● Dataset records:

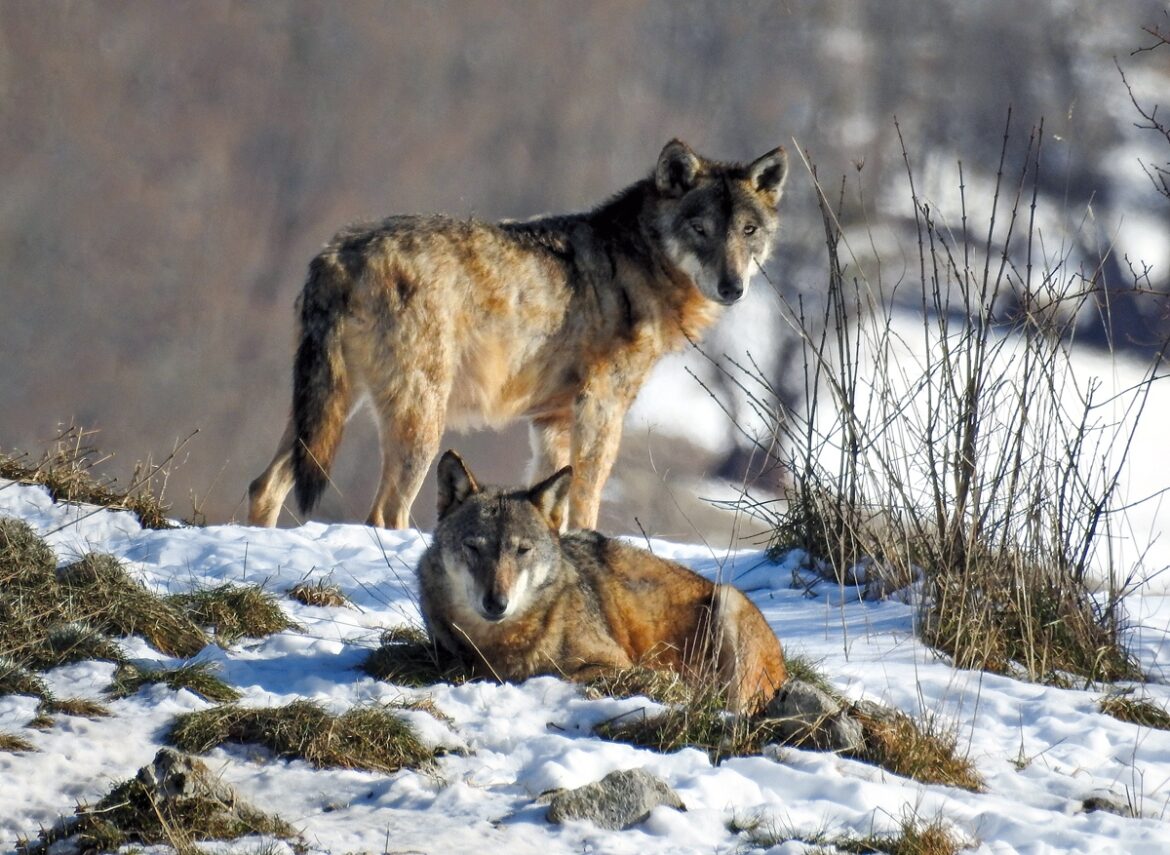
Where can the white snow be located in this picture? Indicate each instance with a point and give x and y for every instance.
(1040, 750)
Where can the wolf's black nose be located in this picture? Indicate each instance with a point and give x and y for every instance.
(494, 606)
(730, 290)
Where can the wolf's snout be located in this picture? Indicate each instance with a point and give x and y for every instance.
(494, 606)
(730, 290)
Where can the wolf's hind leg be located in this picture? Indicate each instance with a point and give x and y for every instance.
(550, 439)
(410, 436)
(267, 492)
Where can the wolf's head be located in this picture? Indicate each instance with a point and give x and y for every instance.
(502, 544)
(718, 220)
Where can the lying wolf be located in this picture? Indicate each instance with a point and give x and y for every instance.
(502, 588)
(442, 323)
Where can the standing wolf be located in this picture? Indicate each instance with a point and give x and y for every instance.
(442, 323)
(501, 588)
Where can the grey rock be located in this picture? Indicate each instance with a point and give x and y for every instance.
(1109, 802)
(617, 801)
(807, 716)
(800, 700)
(176, 777)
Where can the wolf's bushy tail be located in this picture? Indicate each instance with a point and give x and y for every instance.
(321, 383)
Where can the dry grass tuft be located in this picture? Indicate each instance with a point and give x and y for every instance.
(194, 677)
(18, 680)
(136, 814)
(408, 657)
(1141, 711)
(370, 738)
(121, 606)
(234, 612)
(67, 470)
(321, 593)
(913, 838)
(695, 716)
(81, 707)
(919, 750)
(12, 743)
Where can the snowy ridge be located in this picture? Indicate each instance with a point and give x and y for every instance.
(1040, 750)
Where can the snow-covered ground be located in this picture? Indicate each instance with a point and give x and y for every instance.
(1040, 750)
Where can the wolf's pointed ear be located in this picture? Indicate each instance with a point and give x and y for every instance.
(549, 496)
(768, 173)
(455, 483)
(678, 169)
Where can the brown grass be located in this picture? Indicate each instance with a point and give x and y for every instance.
(234, 612)
(408, 657)
(12, 743)
(195, 677)
(1135, 710)
(370, 738)
(67, 470)
(319, 593)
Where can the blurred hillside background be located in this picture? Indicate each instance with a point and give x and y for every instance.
(167, 170)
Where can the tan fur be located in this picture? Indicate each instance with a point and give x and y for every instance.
(441, 323)
(580, 602)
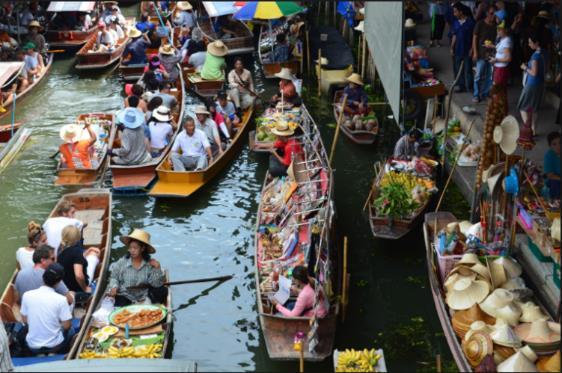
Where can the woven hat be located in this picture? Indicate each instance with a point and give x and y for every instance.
(506, 134)
(217, 48)
(477, 347)
(355, 78)
(466, 293)
(141, 236)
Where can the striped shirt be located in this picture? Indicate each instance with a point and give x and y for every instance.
(123, 275)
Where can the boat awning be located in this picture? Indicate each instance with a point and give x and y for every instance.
(71, 6)
(220, 8)
(7, 70)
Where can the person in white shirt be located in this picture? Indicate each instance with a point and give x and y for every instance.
(53, 226)
(47, 315)
(194, 147)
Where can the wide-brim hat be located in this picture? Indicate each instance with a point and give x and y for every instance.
(355, 78)
(506, 134)
(131, 117)
(184, 5)
(285, 73)
(217, 48)
(141, 236)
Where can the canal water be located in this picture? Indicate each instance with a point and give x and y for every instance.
(212, 234)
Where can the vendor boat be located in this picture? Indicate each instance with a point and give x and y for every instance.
(183, 184)
(137, 178)
(88, 176)
(362, 137)
(93, 208)
(303, 214)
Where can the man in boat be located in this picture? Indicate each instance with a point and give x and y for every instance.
(32, 278)
(241, 86)
(195, 149)
(137, 268)
(135, 51)
(47, 315)
(133, 150)
(408, 145)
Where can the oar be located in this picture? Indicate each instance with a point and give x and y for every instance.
(220, 278)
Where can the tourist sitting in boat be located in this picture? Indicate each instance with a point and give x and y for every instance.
(185, 16)
(304, 305)
(137, 268)
(357, 99)
(47, 315)
(31, 278)
(195, 149)
(213, 68)
(209, 127)
(408, 145)
(135, 51)
(35, 238)
(79, 263)
(161, 130)
(241, 86)
(283, 150)
(53, 226)
(133, 150)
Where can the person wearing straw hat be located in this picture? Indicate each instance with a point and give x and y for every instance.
(137, 268)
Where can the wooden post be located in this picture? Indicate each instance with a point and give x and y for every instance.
(340, 118)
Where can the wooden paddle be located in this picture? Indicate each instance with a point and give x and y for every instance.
(146, 286)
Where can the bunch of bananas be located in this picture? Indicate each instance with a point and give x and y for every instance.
(357, 361)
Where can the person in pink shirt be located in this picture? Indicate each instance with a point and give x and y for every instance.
(305, 300)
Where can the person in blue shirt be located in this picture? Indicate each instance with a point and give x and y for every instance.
(461, 45)
(552, 165)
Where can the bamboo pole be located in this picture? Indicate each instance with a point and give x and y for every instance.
(340, 118)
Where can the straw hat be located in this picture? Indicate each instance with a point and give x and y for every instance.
(549, 363)
(539, 332)
(184, 5)
(477, 347)
(355, 78)
(141, 236)
(285, 73)
(282, 129)
(217, 48)
(466, 293)
(506, 134)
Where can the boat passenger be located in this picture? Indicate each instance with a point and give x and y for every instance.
(47, 315)
(161, 130)
(35, 237)
(304, 306)
(408, 145)
(31, 278)
(135, 51)
(241, 86)
(133, 150)
(53, 226)
(213, 68)
(137, 268)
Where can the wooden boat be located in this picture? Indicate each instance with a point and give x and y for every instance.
(89, 60)
(313, 174)
(183, 184)
(93, 207)
(359, 137)
(9, 101)
(88, 176)
(137, 178)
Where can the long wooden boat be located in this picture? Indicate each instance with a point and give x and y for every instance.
(315, 193)
(362, 137)
(9, 101)
(88, 176)
(183, 184)
(93, 207)
(137, 178)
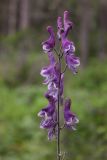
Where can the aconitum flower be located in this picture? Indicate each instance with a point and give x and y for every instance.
(53, 75)
(49, 44)
(68, 46)
(70, 118)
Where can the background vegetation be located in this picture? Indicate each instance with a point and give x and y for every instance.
(22, 28)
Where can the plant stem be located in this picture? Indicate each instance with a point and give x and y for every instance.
(58, 114)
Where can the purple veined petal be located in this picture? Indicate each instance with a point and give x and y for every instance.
(70, 118)
(47, 111)
(49, 44)
(67, 23)
(73, 62)
(48, 122)
(51, 134)
(48, 73)
(51, 58)
(68, 46)
(53, 90)
(60, 27)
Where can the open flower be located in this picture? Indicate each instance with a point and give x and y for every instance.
(49, 44)
(50, 109)
(70, 118)
(73, 62)
(60, 28)
(67, 23)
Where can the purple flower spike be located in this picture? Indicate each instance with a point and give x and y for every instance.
(70, 119)
(67, 23)
(50, 43)
(68, 46)
(54, 79)
(60, 27)
(73, 62)
(49, 122)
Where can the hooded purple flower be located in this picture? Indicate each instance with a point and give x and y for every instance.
(60, 27)
(70, 118)
(49, 44)
(50, 109)
(68, 46)
(73, 62)
(67, 23)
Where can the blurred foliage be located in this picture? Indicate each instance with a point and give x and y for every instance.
(20, 136)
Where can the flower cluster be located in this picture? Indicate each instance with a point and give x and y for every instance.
(53, 77)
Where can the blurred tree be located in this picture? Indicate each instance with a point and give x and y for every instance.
(102, 28)
(12, 18)
(24, 14)
(85, 14)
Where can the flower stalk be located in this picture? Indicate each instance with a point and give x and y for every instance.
(54, 76)
(58, 112)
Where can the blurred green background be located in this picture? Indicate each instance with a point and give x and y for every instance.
(22, 29)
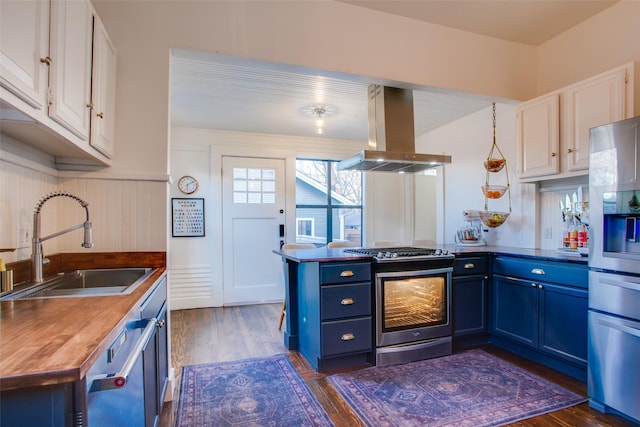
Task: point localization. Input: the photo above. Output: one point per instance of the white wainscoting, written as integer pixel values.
(191, 287)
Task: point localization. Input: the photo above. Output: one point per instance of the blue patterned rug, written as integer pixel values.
(466, 389)
(253, 392)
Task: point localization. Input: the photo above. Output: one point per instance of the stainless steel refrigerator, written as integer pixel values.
(614, 268)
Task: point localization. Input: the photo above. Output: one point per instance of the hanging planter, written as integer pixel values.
(495, 162)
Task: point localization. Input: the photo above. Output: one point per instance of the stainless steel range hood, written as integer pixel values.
(392, 133)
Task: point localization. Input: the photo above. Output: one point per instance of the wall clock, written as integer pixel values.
(188, 184)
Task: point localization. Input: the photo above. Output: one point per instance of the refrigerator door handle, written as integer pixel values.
(621, 327)
(621, 283)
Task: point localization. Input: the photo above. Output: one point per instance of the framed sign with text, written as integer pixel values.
(188, 217)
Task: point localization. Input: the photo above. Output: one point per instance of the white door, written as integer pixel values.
(253, 210)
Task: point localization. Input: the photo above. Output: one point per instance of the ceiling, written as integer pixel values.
(212, 91)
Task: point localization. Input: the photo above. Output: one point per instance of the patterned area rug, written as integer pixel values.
(253, 392)
(465, 389)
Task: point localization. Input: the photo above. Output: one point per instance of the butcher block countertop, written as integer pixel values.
(56, 340)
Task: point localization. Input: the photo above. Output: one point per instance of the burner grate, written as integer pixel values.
(400, 251)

● What you need to do: Up to and including the last line of the records above, print exactly every line from the one that contains "area rug, written as integer pixel values." onward.

● Written answer:
Task: point localization. Input: the photo above. Output: one point per instance of the patterned area rug, written as integer pixel values.
(253, 392)
(465, 389)
Task: point localization. Input: the photo above. Output: one point per instance of the butcher block countertop, written as integer pixel values.
(56, 340)
Task: point localization. Input: the photo above. Output: one point per instance of the burner grate, written as integer pixel values.
(400, 251)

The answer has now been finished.